> Set problem 1:
Report every line of the entries that contains the string "stone", treating uppercase and lowercase letters as distinct.

> Page extract:
-=-=-=-=-

Waterkant many years ago

Purple, green, red, yellow, sky-blue and baby pink are the merry colours of the small 'town cottages' in the streets of the oldest and nowadays one of the most trendy and developed parts of Cape Town, The Waterkant Village. While it is lunchtime, The Village Café terrace is crowded with locals, business people and tourists feast on chef Russel's specialty, a Malay Curry with a good glass of white wine to extinguish.

The Waterkant Village cannot be characterized as a typical gay-area, but it was the Cape gay scene, that rediscovered the area ten years ago and turned De Waterkant from a poor suburb into one of the most trendy and colourful areas of Cape Town.

During the day, it is magically quiet in the rainbow village, but as soon as it is lunchtime or the perfect moment for a sundowner, in a glance, the terraces are fully filled. At Manhattans' for a nice cocktail, at La Petite Tarte for the smallest self-made French pies of Cape Town and at Dutch for a double 'uitsmijter' (2 fried eggs on bread), surrounded in an orange décor of tulips, bicycles and anything else that brand marks Dutch glory. Stop by Gugu's for a fruity shake and healthy homemade ciabatta's and at The Nose Bar for one of the best wines from the estates. Locals meet each other on their 'stoepies' in front of their houses for a daily chat. And for an exuberant night (gay) people go out to the clubs 55, The Bronx and Chilly and Lime.

Between the Cape mountain top of Signal Hill and the business area of the city bowl lay the twenty hilly streets of 'The Waterkant'. This fairytale area forms a small but trendy and high fashionable village on itself in the heart of the world city Cape Town. That is also why it is hard to belief that trendy café's, bars and restaurants, guesthouses, antique shops, fashionable furniture shops, commercial companies and artists nowadays doing their business here, while for almost two centuries this land was known as a 'no go area' and in the very first beginning was used as a graveyard for slaves and the poorest citizens from town.

-=-=-=-=-

> Records supplied:
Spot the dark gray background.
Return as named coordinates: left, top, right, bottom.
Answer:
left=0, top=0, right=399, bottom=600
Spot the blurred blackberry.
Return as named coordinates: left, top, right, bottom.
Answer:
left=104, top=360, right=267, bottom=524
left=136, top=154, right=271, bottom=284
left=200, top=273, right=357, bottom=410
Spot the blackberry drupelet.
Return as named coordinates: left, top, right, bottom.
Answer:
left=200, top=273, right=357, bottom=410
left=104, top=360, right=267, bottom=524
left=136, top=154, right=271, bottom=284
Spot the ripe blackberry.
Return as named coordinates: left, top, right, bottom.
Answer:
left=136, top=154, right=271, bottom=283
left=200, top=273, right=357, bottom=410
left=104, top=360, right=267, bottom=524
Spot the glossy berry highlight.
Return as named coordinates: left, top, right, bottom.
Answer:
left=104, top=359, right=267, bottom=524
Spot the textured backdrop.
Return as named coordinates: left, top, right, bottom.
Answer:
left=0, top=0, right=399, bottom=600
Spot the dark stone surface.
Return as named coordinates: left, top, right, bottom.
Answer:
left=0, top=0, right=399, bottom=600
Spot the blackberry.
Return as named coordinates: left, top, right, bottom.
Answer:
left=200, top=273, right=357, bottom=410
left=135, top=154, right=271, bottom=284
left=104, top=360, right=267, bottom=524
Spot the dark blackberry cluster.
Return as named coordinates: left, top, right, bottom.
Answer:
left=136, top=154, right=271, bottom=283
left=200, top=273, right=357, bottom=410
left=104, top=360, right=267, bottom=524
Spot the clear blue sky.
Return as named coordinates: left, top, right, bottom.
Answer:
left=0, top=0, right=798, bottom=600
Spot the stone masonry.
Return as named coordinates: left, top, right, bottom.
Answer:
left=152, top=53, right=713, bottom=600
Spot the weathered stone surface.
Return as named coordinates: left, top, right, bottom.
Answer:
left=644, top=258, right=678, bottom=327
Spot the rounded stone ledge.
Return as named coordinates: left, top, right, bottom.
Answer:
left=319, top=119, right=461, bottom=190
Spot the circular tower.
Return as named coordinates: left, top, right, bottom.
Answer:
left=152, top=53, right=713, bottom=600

-=-=-=-=-

> Set problem 2:
Translate this sentence from the Waterkant passage into French: "Locals meet each other on their 'stoepies' in front of their houses for a daily chat."

> Complete answer 1:
Spot the dark stone surface.
Spot the stone masonry.
Spot the weathered stone surface.
Spot the rounded stone ledge.

> Complete answer 2:
Les habitants se retrouvent sur leurs « stoepies », devant leurs maisons, pour bavarder chaque jour.